■ TEXT SECTION:
....

Tuesday, July 8, 2008

A Quick Note- the eCOVE Software Blog

It's come to my attention that folks didn't know that they needed to sign up for both the Data-Based Observation blog (this one) and the accompanying eCOVE Software blog separately. 

The eCOVE Software blog describes various tools, techniques, bug fix announcements, etc related to the software. If you'd like to keep up to date (it's not a daily blog), just go to the blog and enter your email address.

Peace,  John

Thursday, July 3, 2008

"Tenured Teachers Costly to Fire"

This title is from an article in the Teacher Magazine where they report some astounding figures.  In New York City it costs $250,000 to fire an incompetent teacher (they give examples of law-breakers as well as those not competent in the classroom). Last year they fired 10 teachers - that's $2,500,000 worth. It's also one out of every 5500 teachers or 0.00018 percent, so it's not a condemination  of the profession. The cost, however, is significant and unnecessary. I believe that there are heavy legal costs, quite often due to a conflict in definition and judgments about what constitutes good teaching. Those conflicts, and the associated anguish and costs, can be greatly reduced using the Data-Based Observation Model (made even easier with the eCOVE Software).

The full process would include all vested parties making the language of their standards clear and in observable terms (I'd love to help with that). Once that's done,  objective data collection is implemented using eCOVE Software or pencil/paper/stopwatch, and professional discussions begin. When the criteria is clear and the evaluation is based on objective data, reaching consensus on the quality of the teaching is much, much easier.

Where there is conflict about the data collection, the two parties agree on a neutral third party to observe and gather the objective data. That removes the observer bias or agenda (perceived or real). These decisions are hard on everyone involved, and doubly hard on the kids until they are made. The tools are available to make the entire operation more equitable and less costly.

Sunday, June 29, 2008

Teachers and Reflection

I wrote this in response to a thoughtful posting on another blog, The Speculum, where the author, Lennie Irvin, presents a draft of a pre-dissertation proposal. It's about writing and reflections, and presents interesting definitions of reflections.
A practitioner's response:

I'm the retired (ha!) director of the Willamette University School of Education where I gave numerous assignment for student/student teachers to 'reflect' on either what they saw in a observation of another teacher or on their own practice as a student teacher. Our program was heavy in requiring reflective tasks. From that experience comes this caution - the reflective practices of your students may not be done under the same definition you are proposing. If I use hindsight to define reflection as used by the vast majority of our students, it was to describe what they saw or remembered, with a cautious evaluative conclusion.

Again in hindsight, I don't think the faculty had a clear definition of reflection, certainly not a common one, and I don't believe, based on the outcomes, that we make the task of reflection clear to the students.

As I 'reflected' on my career in teacher education (reviewing what I had done, what was effective/not effective, identifying a central theme to my practices, and what I would change were I to start over) - my post retirement definition that I wish I had used with students - I concluded that my efforts to improve their teaching skills through praise, criticism, and offering of various solutions to their teaching problems was largely ineffective. It wasn't until I took a more objective role in observation/evaluation that I found success, both in the depth of teacher reflection and in effective change in teaching practices.

....

■ DATA TO EXAMINE:
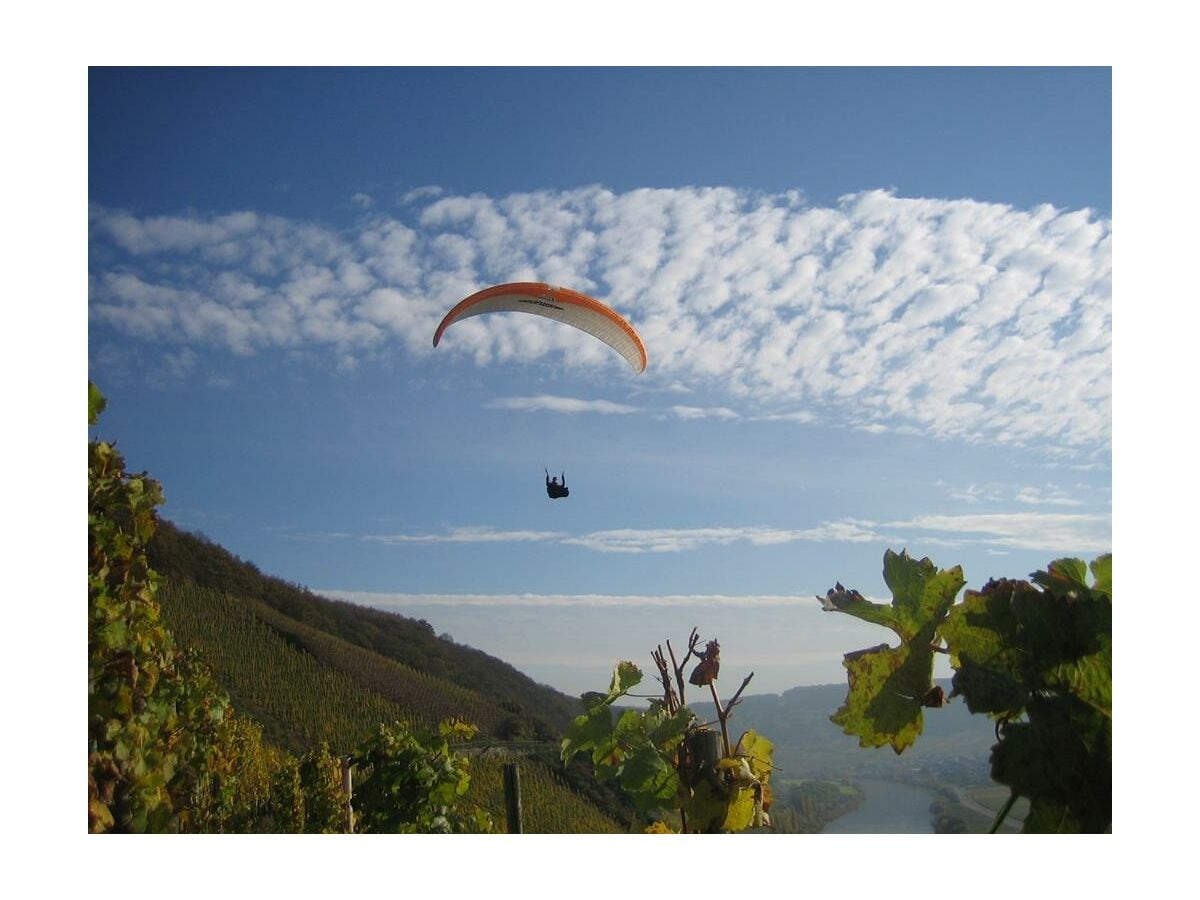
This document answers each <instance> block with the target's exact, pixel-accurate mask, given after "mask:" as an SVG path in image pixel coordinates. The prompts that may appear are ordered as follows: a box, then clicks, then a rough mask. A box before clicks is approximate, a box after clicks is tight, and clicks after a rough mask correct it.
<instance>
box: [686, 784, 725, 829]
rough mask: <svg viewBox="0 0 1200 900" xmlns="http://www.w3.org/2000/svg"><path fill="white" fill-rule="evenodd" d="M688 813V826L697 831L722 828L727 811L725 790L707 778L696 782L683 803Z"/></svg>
mask: <svg viewBox="0 0 1200 900" xmlns="http://www.w3.org/2000/svg"><path fill="white" fill-rule="evenodd" d="M683 806H684V811H685V812H686V814H688V826H689V828H694V829H696V830H698V832H713V830H718V829H721V828H724V826H725V820H726V816H727V812H728V798H727V797H726V796H725V791H724V790H721V788H720V787H718V786H716V785H714V784H713V782H712V781H709V780H708V779H701V780H700V781H697V782H696V785H695V787H694V790H692V793H691V797H689V798H688V799H686V802H685V803H684V804H683Z"/></svg>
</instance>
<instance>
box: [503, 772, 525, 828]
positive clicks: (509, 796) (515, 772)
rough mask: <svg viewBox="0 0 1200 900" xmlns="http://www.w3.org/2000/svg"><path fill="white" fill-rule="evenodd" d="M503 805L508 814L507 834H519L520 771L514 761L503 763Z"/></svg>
mask: <svg viewBox="0 0 1200 900" xmlns="http://www.w3.org/2000/svg"><path fill="white" fill-rule="evenodd" d="M504 806H505V809H506V810H508V814H509V834H521V830H522V829H521V772H520V770H518V769H517V764H516V763H515V762H506V763H504Z"/></svg>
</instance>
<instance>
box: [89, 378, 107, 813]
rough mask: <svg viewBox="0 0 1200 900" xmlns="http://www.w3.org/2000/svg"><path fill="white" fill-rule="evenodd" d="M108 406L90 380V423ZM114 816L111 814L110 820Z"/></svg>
mask: <svg viewBox="0 0 1200 900" xmlns="http://www.w3.org/2000/svg"><path fill="white" fill-rule="evenodd" d="M107 406H108V401H107V400H104V395H103V394H101V392H100V388H97V386H96V385H95V384H92V383H91V382H88V425H95V424H96V420H97V419H100V414H101V413H103V412H104V407H107ZM110 820H112V816H109V821H110Z"/></svg>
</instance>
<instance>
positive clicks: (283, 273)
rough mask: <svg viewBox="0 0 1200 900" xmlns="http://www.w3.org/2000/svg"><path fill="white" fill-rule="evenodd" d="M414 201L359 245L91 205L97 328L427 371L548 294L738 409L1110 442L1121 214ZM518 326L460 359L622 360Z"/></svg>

....

■ WHAT YOU NEED TO DO:
(a) Render everything from the start of the rows down to the line containing "box: [686, 784, 725, 829]" as a JSON list of strings, one string per line, with blank lines and the picture omitted.
(b) Write the next part of the blog text on teacher observation and reflection, starting right after its final sentence.

■ ANSWERS FOR THIS EXERCISE:
(a)
[
  "This document answers each <instance> block with the target's exact, pixel-accurate mask, given after \"mask:\" as an SVG path in image pixel coordinates. The prompts that may appear are ordered as follows: a box, then clicks, then a rough mask. A box before clicks is approximate, a box after clicks is tight, and clicks after a rough mask correct it.",
  "<instance>",
  "box: [686, 784, 725, 829]"
]

(b)
I found that when I shifted from feedback in the form of anecdotal notes to providing objective data on what was happening in the classroom, the students/student teachers shifted from a defensive/deflective or accommodative response to one of independent reflection (definition above), problem solving, and change.

In my now failed retirement, and initially as a mental exercise, I developed the Data-Based Observation Method and then wrote a software program to support it. The software is not necessary, but make it much easier.

In the Data-Base Observation Method the focus of an observation is collaboratively determined between observer and observee - "What do you want to know about your classroom?". Guiding questions can be used to focus the process on categories such as content delivery, class management, student relations, etc. Once the focus has been determined, the observer will gather objective frequency and duration data on classroom behaviors of teacher and/or students.

Here's where the reflection come in. The data is provided to the teacher with these questions "Is this what you thought was happening in your classroom? Is a change needed? If so, what will you change?" When this external, objective picture of what had happened in their classroom (part one of my definition - reviewing what I had done) is presented, the teachers make the determination of whether the teaching/learning was effective/not effective (part two of the definition).

Professional level discussion ensues, based on the objective data, to determine if and/or what changes should be made (part four of the definition - part three, identifying a central theme, comes after a number of the data-based discussions).

There now has been five years of implementation of this method by me, school administrators, and peer coaches and I have found that it builds the skill of reflection in teachers, a skill I am coming to see as a critical element in becoming a long-term successful teacher. I believe that 'reflection' is shallow and surface when the person does not have the factual basis for understanding what occurred and when the reflective task is to be either self or externally evaluative in nature. The question is not "How did I do?" (Answer: good, poor, passed, a 6 out of 10, I liked it, etc), but "What happened and was it effective?"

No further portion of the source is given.